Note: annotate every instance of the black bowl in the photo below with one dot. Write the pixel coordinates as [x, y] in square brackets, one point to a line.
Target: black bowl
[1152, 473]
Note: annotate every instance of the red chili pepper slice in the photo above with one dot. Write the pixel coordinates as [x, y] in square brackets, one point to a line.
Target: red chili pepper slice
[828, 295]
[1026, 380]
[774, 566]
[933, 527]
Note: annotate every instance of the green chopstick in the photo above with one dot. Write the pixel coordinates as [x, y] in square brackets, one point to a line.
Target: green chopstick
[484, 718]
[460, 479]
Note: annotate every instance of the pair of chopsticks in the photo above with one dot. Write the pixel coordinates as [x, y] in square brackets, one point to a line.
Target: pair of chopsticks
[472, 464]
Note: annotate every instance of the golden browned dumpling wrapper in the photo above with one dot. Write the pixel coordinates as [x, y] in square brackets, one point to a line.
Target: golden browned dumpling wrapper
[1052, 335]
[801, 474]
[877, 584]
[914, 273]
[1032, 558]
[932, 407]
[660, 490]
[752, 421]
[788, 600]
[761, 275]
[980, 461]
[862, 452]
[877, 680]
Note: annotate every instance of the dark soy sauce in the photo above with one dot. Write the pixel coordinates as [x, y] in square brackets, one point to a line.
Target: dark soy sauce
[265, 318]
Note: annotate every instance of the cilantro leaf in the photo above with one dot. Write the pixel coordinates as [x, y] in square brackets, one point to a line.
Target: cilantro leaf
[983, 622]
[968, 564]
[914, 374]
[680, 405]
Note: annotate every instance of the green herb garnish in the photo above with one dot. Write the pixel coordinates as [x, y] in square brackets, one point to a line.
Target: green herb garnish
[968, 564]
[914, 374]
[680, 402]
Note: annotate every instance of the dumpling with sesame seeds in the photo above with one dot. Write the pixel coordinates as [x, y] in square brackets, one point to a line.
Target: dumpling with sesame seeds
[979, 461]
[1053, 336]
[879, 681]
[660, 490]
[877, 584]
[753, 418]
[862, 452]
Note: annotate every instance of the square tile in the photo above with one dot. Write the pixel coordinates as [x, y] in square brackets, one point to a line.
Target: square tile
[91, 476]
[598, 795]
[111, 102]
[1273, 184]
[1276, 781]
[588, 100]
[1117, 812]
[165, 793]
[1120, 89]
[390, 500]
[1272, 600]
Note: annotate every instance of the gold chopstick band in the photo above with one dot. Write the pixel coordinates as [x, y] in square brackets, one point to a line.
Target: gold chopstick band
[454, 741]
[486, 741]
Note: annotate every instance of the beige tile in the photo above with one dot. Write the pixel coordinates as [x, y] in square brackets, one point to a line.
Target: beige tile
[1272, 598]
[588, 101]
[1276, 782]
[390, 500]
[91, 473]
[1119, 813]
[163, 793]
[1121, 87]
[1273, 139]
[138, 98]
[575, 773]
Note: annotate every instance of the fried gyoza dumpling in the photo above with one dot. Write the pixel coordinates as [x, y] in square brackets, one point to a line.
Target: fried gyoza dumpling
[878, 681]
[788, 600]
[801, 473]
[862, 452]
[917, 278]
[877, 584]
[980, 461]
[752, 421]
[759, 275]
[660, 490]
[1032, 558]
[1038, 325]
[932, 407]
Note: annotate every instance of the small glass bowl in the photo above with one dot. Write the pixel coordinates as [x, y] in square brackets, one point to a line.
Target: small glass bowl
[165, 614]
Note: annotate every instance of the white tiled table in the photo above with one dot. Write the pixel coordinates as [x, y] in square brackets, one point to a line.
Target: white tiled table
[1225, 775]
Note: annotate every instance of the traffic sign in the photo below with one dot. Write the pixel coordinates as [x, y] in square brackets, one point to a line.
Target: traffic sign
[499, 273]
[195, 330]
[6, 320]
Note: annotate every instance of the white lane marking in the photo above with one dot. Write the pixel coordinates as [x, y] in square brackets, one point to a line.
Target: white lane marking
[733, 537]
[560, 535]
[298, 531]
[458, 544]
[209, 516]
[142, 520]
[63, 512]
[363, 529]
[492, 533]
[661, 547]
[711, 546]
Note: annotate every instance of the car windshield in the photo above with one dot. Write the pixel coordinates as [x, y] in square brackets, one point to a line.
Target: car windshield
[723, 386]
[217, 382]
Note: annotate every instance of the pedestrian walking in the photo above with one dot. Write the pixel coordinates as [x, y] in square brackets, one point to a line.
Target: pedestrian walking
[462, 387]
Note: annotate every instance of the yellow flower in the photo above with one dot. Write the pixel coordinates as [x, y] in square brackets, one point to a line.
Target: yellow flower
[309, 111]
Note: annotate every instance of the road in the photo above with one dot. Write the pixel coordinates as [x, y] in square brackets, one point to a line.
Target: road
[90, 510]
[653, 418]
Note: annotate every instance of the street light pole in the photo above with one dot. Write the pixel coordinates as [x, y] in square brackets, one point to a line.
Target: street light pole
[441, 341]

· · ·

REQUIREMENTS
Your output consists solely of the lines from the one with "Note: annotate every instance of the fried" through the last line, copied exactly.

EXPECTED OUTPUT
Note: annotate every instance of the fried gyoza dumpling in the photo above with one dot. Write the pixel coordinates as [x, y] in square brackets, one point to a line.
Target: fried gyoza dumpling
[878, 681]
[788, 600]
[801, 473]
[862, 452]
[917, 278]
[877, 584]
[980, 461]
[752, 421]
[759, 275]
[660, 490]
[1032, 558]
[1038, 325]
[932, 407]
Note: annotate every instance of the small glass bowl in the photo above with one dot. Write the pixel coordinates as [x, y] in square brackets, one point to a line.
Target: small glass bowl
[165, 614]
Note: annotate every instance of the white tiled table in the photo above with one dot. Write the pixel coordinates as [x, y] in square brackets, one point to a line.
Target: white tiled table
[1225, 775]
Note: annotate every instance of the traffic sign in the photo below with one dot. Write the pixel coordinates as [x, y] in square brackets, one point to a line.
Target: traffic sign
[499, 273]
[195, 330]
[6, 320]
Note: annotate every instance of the white lane marking in the photo above with one dot. Write the pixel coordinates as [x, y] in square brackets, one point to a line.
Target: white lane marking
[733, 537]
[560, 535]
[298, 531]
[458, 544]
[209, 516]
[142, 520]
[63, 512]
[363, 529]
[492, 533]
[661, 547]
[711, 546]
Note: annotate every instance of the car windshield in the photo above with one dot. Write the pixel coordinates as [x, y] in square brackets, one point to a line.
Target: car windshield
[723, 386]
[217, 382]
Note: annotate every instance of the pedestrian walking in the photo above with one dot. Write the pixel coordinates as [x, y] in square brackets, one point to a line.
Target: pedestrian walking
[462, 387]
Note: annotate every instance of the yellow flower in the photo above with one dot. Write the pixel coordinates as [x, y] in square brackets, one point to a line.
Target: yellow flower
[309, 111]
Note: annotate every instance of the road in the photo above with one dot. Write the pixel coordinates as [x, y] in square brackets, one point to a line.
Target: road
[90, 510]
[653, 418]
Note: annotate every instance of the street light pole in the photo above with one dot. Write the pixel coordinates as [x, y] in square brackets, one point to a line.
Target: street light pole
[441, 341]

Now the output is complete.